How many lines in the records below contain the string "surface", with case counting? Reply with the number alone.

<<<<

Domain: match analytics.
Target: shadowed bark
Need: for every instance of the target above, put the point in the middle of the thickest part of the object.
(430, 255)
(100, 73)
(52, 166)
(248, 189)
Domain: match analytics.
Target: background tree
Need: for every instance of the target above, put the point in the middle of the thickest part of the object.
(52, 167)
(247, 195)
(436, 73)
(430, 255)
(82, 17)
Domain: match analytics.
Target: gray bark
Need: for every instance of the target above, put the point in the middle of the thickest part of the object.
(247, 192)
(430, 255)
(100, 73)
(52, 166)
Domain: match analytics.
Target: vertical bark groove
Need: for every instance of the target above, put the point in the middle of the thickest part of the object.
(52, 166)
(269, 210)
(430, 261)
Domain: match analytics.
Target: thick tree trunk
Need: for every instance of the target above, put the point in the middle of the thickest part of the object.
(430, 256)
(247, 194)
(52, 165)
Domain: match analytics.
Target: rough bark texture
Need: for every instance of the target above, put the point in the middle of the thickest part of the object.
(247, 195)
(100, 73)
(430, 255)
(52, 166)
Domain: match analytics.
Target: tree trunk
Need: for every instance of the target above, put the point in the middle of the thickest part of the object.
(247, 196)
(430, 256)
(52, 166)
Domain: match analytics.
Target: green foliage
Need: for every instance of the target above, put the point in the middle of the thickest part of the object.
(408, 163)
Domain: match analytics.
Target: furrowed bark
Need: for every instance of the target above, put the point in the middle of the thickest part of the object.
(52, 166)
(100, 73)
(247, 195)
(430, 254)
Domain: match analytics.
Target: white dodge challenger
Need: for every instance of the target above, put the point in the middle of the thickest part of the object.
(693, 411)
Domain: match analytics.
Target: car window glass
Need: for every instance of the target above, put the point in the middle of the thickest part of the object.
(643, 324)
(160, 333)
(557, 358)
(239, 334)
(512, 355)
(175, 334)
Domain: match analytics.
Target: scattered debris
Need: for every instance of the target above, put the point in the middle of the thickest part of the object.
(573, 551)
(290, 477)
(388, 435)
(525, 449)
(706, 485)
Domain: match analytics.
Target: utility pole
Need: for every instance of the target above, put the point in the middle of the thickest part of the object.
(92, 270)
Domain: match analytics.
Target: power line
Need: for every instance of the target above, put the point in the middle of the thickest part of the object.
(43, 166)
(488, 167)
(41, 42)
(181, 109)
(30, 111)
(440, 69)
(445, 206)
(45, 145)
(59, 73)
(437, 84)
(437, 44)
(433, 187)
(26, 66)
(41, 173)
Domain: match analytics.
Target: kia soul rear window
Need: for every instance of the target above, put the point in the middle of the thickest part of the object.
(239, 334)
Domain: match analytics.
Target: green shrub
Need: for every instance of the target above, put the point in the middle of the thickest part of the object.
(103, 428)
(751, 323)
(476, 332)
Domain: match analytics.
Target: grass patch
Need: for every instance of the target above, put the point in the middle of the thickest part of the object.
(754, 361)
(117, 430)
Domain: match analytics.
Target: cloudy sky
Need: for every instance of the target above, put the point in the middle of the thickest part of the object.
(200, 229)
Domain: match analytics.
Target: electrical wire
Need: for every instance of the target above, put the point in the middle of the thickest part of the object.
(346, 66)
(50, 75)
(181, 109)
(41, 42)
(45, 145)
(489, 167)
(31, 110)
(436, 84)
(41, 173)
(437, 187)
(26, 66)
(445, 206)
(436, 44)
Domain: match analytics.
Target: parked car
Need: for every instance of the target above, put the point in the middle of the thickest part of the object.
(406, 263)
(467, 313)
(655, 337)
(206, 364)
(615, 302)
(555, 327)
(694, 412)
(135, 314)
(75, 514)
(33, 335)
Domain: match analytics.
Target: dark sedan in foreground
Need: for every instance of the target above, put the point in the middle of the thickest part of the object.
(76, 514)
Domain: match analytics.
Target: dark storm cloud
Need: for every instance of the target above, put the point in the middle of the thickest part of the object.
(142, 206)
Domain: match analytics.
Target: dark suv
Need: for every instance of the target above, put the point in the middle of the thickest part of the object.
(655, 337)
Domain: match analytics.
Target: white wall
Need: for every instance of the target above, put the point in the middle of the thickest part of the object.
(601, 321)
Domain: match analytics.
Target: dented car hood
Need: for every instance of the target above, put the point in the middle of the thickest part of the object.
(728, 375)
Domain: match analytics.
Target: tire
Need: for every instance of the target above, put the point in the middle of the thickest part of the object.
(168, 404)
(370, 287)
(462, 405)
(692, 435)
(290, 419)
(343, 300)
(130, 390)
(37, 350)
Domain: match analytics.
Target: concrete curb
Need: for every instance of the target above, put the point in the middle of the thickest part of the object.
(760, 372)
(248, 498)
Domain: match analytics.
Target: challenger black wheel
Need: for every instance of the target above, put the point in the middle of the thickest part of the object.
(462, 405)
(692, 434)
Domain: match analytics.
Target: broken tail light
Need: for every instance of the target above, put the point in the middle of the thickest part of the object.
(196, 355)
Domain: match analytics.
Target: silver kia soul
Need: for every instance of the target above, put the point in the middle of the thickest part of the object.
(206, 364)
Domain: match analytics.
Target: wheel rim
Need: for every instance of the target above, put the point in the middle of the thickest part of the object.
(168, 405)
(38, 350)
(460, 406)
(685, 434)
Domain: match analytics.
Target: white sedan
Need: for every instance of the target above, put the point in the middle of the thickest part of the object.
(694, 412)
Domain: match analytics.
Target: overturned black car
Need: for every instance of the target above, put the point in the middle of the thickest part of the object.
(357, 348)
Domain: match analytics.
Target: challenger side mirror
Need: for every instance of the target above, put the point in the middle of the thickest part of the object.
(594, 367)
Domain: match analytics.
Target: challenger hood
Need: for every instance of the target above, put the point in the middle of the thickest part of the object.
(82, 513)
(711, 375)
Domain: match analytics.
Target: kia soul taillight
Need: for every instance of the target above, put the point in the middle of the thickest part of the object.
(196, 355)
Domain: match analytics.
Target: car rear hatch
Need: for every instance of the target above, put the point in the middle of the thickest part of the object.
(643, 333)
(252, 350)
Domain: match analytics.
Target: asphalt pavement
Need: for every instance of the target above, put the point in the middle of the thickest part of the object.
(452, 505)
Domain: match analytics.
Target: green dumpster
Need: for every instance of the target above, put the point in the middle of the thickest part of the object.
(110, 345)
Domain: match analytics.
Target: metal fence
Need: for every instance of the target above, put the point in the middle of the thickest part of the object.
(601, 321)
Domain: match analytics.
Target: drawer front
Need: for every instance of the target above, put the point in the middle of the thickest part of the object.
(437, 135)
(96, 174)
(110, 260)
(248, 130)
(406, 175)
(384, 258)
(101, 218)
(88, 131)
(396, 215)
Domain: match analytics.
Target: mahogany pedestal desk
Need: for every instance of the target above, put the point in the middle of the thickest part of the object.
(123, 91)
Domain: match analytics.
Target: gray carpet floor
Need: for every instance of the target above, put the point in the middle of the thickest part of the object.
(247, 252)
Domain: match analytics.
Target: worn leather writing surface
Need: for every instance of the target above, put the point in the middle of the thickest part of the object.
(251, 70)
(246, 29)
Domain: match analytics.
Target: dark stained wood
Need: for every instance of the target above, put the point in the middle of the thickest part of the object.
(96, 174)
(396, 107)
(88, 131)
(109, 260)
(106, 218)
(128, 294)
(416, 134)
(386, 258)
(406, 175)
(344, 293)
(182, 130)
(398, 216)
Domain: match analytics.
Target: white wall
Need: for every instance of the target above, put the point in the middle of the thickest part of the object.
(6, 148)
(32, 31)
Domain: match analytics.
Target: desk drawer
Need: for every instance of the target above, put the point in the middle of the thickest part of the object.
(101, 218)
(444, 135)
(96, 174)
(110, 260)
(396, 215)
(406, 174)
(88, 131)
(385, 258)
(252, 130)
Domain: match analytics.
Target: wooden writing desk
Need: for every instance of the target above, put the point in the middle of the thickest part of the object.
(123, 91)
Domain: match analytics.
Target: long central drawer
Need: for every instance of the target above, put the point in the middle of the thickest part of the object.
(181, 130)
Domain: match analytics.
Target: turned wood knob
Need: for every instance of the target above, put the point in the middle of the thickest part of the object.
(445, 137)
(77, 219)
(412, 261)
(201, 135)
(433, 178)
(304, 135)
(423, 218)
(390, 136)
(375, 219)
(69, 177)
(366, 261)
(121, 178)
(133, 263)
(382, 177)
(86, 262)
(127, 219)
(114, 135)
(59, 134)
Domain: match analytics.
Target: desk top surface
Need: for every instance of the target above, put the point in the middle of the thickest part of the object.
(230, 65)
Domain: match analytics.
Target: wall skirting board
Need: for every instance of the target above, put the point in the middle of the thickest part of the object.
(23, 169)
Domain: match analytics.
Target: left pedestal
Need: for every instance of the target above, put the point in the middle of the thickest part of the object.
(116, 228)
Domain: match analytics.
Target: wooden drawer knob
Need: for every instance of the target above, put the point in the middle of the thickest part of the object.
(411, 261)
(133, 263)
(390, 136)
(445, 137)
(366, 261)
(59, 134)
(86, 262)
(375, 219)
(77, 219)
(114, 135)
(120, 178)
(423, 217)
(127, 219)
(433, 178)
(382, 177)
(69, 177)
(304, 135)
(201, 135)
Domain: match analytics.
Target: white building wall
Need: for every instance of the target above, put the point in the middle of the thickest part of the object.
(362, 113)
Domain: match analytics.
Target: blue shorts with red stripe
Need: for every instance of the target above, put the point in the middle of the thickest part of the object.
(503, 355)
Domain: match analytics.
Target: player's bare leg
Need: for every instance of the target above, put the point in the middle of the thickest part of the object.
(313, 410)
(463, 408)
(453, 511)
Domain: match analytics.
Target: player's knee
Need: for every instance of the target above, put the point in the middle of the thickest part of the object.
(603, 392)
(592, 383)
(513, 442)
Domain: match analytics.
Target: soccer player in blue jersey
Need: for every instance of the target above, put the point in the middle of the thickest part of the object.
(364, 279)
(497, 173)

>>>>

* **RESULT OF THIS TASK**
2